Provided material

********

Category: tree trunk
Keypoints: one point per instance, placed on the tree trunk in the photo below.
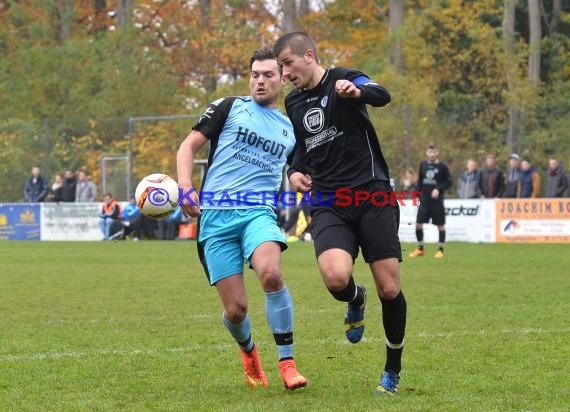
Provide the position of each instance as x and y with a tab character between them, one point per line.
66	20
510	69
124	11
534	41
396	21
210	82
289	8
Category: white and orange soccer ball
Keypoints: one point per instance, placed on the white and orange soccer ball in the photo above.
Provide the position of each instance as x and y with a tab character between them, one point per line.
157	196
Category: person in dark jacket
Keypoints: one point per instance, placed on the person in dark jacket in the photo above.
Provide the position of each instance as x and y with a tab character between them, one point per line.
529	184
110	215
56	192
469	182
556	183
36	187
492	182
513	177
69	186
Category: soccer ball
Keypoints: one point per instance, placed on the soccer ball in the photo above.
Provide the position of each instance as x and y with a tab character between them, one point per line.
157	196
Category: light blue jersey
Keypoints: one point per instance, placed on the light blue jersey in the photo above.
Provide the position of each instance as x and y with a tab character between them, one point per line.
249	146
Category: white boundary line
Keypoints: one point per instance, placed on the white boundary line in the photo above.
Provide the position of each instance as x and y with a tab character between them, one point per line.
229	345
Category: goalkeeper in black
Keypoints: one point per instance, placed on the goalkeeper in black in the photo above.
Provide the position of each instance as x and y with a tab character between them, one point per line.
434	179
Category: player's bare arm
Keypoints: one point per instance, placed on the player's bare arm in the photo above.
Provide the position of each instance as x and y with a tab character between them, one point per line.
347	89
185	164
301	182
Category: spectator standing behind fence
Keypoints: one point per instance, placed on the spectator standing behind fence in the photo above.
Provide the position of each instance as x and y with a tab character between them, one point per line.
56	192
513	177
492	182
110	216
132	219
556	183
409	182
85	190
36	187
469	180
529	184
69	186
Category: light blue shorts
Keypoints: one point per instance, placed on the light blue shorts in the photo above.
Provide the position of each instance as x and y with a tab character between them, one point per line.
229	237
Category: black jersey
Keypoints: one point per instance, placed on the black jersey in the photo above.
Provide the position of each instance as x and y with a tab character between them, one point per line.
433	176
336	142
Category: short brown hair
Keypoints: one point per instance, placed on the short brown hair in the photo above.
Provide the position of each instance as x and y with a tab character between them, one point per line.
298	41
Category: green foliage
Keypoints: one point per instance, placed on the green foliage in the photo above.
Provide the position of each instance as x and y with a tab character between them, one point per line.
175	59
135	325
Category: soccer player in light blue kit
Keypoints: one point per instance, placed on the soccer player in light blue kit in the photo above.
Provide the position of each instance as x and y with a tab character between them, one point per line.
250	141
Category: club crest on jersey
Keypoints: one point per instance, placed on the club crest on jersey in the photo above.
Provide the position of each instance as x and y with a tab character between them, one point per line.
314	120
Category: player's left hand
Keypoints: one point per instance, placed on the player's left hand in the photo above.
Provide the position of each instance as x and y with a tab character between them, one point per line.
345	88
435	194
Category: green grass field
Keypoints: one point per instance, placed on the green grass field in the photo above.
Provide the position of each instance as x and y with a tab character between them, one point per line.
135	326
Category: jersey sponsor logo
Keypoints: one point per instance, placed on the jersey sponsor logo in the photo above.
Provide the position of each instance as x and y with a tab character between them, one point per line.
314	120
462	211
244	135
320	139
206	114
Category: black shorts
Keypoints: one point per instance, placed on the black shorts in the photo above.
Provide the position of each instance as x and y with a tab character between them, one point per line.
372	228
431	210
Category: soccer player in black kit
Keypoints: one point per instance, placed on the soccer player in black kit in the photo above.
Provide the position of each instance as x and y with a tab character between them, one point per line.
434	179
337	148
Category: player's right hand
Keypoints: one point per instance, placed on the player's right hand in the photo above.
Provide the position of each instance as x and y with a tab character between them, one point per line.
190	208
301	182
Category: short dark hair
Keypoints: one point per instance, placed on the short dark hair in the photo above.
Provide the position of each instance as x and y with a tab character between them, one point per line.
298	41
262	54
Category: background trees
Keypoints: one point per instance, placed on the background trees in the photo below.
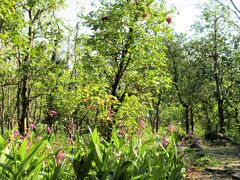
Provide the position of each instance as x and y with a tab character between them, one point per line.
130	66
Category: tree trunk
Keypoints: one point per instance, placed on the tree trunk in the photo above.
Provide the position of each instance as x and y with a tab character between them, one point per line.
2	110
157	112
187	117
24	105
191	119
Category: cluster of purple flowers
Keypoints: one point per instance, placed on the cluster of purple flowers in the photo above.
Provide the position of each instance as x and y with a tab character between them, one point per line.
60	157
52	113
165	142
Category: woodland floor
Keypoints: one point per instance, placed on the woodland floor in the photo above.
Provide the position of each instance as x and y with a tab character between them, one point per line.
214	162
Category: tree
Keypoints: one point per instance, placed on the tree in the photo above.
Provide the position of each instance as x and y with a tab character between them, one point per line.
28	29
124	52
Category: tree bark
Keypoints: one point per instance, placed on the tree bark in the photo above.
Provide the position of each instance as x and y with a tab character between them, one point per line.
217	79
191	119
187	117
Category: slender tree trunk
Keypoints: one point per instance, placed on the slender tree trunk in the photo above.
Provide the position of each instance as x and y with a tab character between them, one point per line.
158	113
217	79
187	117
24	105
2	110
191	119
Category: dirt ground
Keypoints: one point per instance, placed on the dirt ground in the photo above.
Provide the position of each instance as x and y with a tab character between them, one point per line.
228	168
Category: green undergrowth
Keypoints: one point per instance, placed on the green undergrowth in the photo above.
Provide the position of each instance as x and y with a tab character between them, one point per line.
90	156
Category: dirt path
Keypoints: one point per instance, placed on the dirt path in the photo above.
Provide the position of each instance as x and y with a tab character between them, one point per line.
228	167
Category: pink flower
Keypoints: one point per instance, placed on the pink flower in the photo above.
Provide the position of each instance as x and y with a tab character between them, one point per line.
170	127
165	142
49	130
52	113
59	158
169	19
16	133
33	126
111	112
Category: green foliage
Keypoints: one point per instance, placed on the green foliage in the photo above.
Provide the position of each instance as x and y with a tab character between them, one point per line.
136	158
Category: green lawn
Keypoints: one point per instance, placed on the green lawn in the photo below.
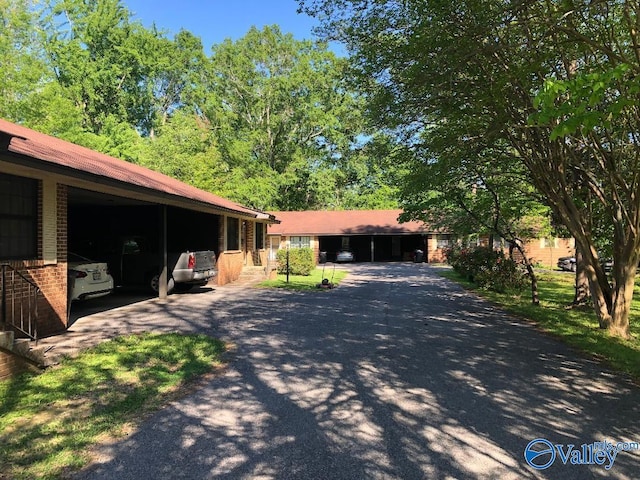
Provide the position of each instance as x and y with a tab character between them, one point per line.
577	327
310	282
49	421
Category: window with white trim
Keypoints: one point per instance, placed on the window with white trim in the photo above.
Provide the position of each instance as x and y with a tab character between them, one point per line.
300	242
18	218
233	233
260	236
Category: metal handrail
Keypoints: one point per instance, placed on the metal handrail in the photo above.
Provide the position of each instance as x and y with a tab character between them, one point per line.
23	318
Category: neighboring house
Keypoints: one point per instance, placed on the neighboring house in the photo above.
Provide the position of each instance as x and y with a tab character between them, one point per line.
54	195
372	235
378	236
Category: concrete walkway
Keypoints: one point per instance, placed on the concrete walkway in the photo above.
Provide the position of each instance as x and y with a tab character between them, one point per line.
396	374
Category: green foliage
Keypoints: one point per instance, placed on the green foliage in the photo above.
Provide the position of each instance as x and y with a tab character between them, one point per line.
487	268
307	282
267	120
49	421
300	261
572	325
549	86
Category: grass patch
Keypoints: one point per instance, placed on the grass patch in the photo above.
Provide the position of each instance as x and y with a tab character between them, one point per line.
307	282
49	421
577	327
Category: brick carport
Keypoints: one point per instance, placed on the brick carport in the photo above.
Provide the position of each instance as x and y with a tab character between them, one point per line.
62	171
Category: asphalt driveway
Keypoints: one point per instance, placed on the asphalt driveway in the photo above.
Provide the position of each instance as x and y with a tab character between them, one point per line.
396	374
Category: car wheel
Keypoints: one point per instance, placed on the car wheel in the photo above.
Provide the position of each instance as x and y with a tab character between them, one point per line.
154	283
183	287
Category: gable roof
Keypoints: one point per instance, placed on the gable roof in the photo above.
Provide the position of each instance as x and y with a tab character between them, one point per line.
53	151
344	222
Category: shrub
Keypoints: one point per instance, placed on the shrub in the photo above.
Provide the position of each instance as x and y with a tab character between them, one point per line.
487	268
301	261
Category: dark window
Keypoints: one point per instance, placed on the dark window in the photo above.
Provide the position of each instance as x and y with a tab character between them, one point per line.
233	234
259	235
18	217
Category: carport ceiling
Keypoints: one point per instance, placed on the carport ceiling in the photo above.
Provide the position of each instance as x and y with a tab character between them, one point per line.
81	197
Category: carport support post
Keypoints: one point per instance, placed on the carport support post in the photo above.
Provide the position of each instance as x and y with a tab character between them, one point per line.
162	287
373	249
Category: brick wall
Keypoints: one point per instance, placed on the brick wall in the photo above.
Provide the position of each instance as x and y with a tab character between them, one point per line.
49	276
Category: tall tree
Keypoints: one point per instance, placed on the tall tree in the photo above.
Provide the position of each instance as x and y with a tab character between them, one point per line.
489	59
24	72
98	56
283	114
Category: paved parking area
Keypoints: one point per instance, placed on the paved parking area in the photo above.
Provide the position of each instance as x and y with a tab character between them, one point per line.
396	374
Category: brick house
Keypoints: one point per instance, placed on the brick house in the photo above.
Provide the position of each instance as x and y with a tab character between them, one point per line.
377	235
50	188
372	235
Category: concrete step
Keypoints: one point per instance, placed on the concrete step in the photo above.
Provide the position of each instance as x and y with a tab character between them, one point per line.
24	348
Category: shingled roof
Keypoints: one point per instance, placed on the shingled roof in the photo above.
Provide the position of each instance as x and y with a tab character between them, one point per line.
54	151
345	222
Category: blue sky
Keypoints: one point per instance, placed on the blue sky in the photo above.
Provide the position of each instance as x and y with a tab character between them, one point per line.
215	20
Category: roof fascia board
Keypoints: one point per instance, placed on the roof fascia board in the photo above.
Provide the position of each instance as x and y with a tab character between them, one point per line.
33	167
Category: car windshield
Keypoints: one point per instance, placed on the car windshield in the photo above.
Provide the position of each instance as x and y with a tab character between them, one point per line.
74	257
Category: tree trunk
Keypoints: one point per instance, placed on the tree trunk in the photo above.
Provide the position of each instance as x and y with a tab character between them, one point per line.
535	298
618	324
581	295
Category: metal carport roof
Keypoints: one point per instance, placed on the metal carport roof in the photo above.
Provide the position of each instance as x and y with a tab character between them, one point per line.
85	168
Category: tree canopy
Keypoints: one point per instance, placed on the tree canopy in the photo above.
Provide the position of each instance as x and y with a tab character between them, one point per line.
267	120
556	82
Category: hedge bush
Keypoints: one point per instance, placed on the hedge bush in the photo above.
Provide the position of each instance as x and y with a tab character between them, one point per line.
301	261
487	268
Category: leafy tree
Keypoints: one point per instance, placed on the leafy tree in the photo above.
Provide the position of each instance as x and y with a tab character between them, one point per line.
24	72
282	113
98	57
556	81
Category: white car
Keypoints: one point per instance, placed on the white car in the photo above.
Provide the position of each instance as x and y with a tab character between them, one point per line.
87	279
344	256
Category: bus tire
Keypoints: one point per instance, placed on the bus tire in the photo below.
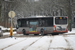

********

In the entries above, the lines from the one bearing "undergrowth in the photo above." up to and including the one bearing "Keypoints: one point per instance, placed on the dirt path" should be transcribed exactly; no other line is wanted.

Solution below
Keypoints: one point per instance, placed on the green undergrowth in the photo above.
Provide the position of each instance as x and y with a tab character between them, one point per line.
90	156
Category: dirt path
Keypoints: one point per instance, placed on the dirt path in the photo above.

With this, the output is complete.